What to produce
Go through the listing and set it down exactly, leaving out its pictures.

Information shown
* * * *
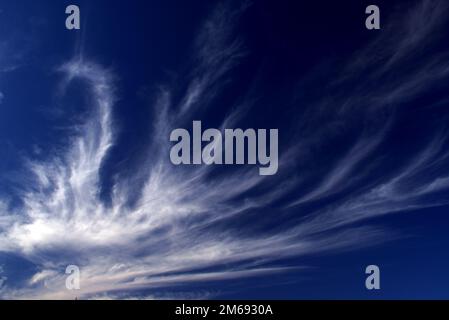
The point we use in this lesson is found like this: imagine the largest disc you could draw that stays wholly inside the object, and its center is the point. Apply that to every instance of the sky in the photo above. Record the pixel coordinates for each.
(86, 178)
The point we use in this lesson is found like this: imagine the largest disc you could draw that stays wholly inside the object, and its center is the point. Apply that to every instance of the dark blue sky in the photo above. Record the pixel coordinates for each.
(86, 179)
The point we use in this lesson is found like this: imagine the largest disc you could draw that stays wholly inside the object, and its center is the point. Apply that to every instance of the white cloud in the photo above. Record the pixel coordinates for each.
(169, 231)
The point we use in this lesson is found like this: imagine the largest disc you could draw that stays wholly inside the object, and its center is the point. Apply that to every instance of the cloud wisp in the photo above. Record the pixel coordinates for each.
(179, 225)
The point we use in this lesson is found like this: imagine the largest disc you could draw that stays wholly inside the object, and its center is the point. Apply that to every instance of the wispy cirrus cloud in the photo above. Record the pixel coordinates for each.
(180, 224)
* * * *
Exercise result
The point we use in this lesson is found like this: imagine the largest disc you could draw that stays wholly inside the object, and its center is the point. Apply that to every instance of the sky in the photo above. Record the pixel coordinates for each.
(86, 178)
The point we use in this lesson is found like this: imagine the largest disc you could draw that stays wholly inside the object, and its center is the point. Apply that to every instance of the dark blue sky in the photo above. Record the pixel coordinates for each.
(86, 179)
The point we use in this lesson is found like this: imagine the largest disc you could draw that stays wholly inside the object, and its center is the point. Apply that to every instance of the white cloud in the photo above. Record the pixel coordinates for each.
(169, 231)
The point we use in this lesson is found like this: imagine the largest disc you could draw that stays wholly inside the object, and its center is the point. Apply that to every instance of the cloud wisp in the photo above. Record the pixel coordinates for each.
(179, 225)
The point we use in this lesson is found like this: imagine the largest disc you could draw that stays wholly inside the object, and its center is the point. Apply that to every instance of the wispy cirrus cloud in the photo above. Record the pixel coordinates for each.
(180, 224)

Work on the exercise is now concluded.